* **Short exercise**:
Output the lines below as a numbered list, skipping any blank lines and leaving out the pictures.

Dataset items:
%%

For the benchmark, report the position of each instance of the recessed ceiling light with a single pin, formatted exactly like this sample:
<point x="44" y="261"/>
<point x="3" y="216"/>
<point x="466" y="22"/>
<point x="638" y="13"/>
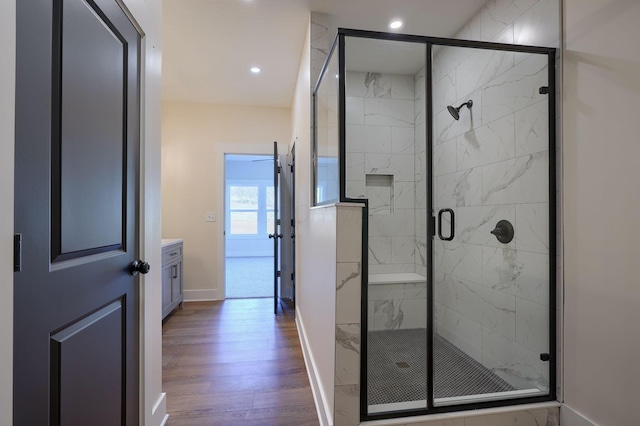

%%

* **Reply**:
1. For the benchmark, report the position of each instance of the recessed ceiling light with a single pin, formatted exactly like this sample:
2. <point x="44" y="261"/>
3. <point x="3" y="216"/>
4. <point x="466" y="22"/>
5. <point x="638" y="13"/>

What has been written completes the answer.